Material do exercício

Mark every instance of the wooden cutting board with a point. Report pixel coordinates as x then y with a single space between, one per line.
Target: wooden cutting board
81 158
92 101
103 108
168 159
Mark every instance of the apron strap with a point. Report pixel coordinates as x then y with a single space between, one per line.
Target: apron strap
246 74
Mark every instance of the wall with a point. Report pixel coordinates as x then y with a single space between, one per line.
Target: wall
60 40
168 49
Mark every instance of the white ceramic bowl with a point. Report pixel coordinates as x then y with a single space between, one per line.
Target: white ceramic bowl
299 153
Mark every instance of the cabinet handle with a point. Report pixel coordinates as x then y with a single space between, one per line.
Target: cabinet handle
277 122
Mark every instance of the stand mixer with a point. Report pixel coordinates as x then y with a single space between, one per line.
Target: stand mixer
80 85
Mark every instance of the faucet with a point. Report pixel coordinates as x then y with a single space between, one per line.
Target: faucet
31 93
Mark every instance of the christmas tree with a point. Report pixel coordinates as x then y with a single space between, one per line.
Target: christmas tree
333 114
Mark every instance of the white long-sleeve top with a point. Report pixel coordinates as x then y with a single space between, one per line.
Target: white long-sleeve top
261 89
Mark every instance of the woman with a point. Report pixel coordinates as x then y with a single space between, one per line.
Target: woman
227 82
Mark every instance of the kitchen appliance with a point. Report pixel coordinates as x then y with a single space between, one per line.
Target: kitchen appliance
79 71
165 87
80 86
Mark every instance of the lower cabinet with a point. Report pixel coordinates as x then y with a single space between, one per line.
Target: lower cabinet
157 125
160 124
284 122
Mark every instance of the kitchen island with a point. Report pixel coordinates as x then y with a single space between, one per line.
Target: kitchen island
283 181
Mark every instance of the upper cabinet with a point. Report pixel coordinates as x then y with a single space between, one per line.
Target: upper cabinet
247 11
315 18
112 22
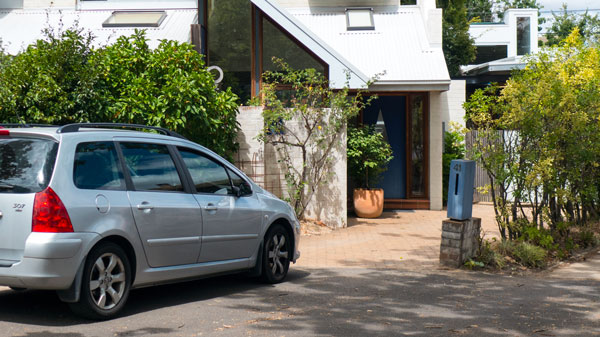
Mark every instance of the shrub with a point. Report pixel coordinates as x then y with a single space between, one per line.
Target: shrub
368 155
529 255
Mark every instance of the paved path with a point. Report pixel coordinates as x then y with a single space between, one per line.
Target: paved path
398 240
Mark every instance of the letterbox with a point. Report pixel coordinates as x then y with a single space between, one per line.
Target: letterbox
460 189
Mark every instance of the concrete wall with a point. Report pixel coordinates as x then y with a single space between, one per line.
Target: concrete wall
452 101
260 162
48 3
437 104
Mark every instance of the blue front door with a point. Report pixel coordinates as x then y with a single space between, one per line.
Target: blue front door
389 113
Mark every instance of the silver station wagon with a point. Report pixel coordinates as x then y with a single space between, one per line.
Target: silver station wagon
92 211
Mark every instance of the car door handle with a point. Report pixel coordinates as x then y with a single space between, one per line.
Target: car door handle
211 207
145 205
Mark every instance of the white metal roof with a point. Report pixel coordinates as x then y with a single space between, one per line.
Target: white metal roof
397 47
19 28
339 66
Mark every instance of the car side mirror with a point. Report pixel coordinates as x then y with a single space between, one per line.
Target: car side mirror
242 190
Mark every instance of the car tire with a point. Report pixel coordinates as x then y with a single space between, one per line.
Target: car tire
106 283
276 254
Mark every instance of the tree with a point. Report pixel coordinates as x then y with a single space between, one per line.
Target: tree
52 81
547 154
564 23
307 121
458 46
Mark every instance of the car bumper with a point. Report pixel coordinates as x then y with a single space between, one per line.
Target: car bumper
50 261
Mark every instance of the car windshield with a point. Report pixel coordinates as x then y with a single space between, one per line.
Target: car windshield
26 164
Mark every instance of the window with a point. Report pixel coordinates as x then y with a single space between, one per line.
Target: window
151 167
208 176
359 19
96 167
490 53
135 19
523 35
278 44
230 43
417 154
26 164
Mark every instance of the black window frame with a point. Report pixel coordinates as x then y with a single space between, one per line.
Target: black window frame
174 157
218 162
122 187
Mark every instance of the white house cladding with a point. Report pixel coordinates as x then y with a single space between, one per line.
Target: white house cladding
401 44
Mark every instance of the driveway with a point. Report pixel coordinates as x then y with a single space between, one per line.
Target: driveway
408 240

Suas instruções
Atualize os itens a partir da linha que contém "Mark every instance of the car windshield" até o último item, inclusive, trocando "black window frame" por "dark window frame" sem mexer em mais nada. Apresente esse trecho completo com a troca feita.

Resposta ao exercício
Mark every instance of the car windshield with a point. Report pixel coordinates as x then y with a single space between, one per line.
Target: car windshield
26 164
Mark every instance of the window with a point. Report pixel coordinates as x then y with a single space between, one per line.
Target: window
151 167
208 176
359 19
96 167
490 53
135 19
523 35
278 44
230 43
417 154
26 164
Mark every instance of the dark window frame with a point. Report pixel coordinates as x then y with a single space between, one per line.
Target: dark window frame
174 157
218 162
122 187
Mark every instance of the white house cladding with a point. Report pixel coordinates as x then y with a single space between, one per line.
Target: white house cladding
401 44
Mark every instance of the driveway with a point. Report pixel coordinates as x then y with a single space between, one per line.
Target: driveway
408 240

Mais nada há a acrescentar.